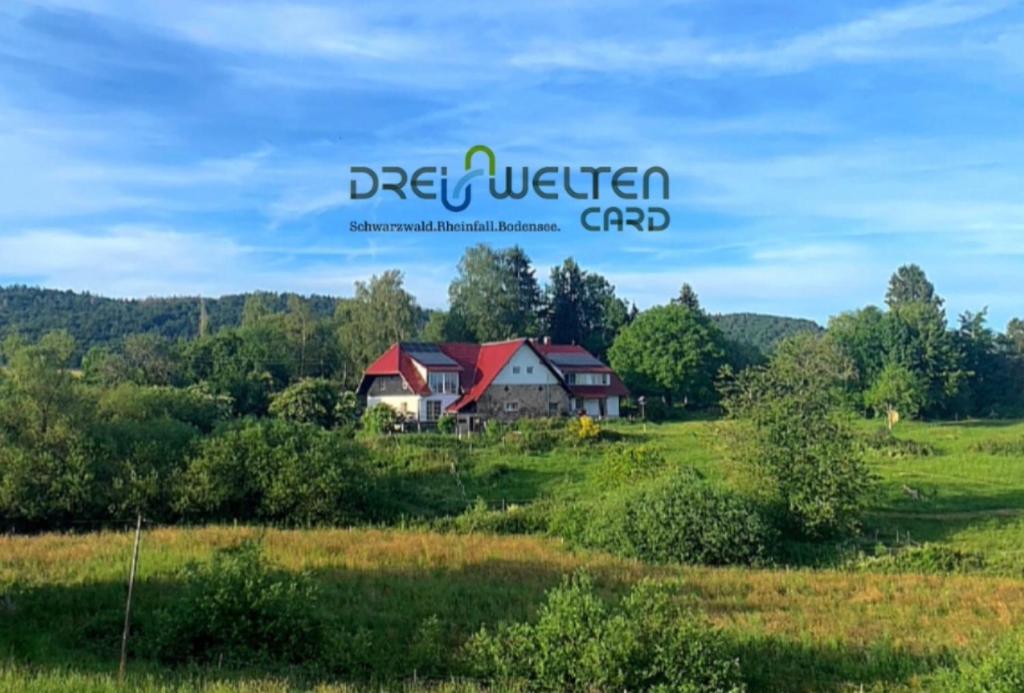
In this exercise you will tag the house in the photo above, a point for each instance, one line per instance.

==============================

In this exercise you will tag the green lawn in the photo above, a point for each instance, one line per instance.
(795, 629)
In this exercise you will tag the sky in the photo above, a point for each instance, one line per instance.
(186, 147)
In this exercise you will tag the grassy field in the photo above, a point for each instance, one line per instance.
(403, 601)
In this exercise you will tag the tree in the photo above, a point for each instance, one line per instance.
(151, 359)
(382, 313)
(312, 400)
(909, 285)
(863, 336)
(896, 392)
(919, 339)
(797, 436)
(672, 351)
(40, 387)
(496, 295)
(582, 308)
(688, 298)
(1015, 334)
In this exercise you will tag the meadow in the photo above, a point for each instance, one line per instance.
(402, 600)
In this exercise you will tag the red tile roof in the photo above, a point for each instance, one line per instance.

==============================

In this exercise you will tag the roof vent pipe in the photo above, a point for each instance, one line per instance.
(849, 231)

==============================

Copy out the data above word for word, starting at the line that has "In this exercise you will tag the sky" and stopping after the line that has "In this exercise you will tag the red".

In this exercise you will tag the sky in the photo above, a point for each instance, one line per instance.
(186, 147)
In this exercise you will tag the grassy field in the photo above, a point for each instance, one line per instance.
(403, 601)
In this exercise you will tag the tree in the photo above, a point for each instance, one line per instance.
(151, 359)
(382, 313)
(312, 400)
(909, 285)
(863, 336)
(896, 392)
(919, 339)
(797, 436)
(672, 351)
(40, 387)
(496, 295)
(582, 308)
(688, 298)
(1015, 334)
In this exercise you will tag the meadow in the photo above, a point for each instance, one line per instance.
(402, 600)
In this exercise you will tag the red tile roof in the photo above, a point for each instance, one line per instance.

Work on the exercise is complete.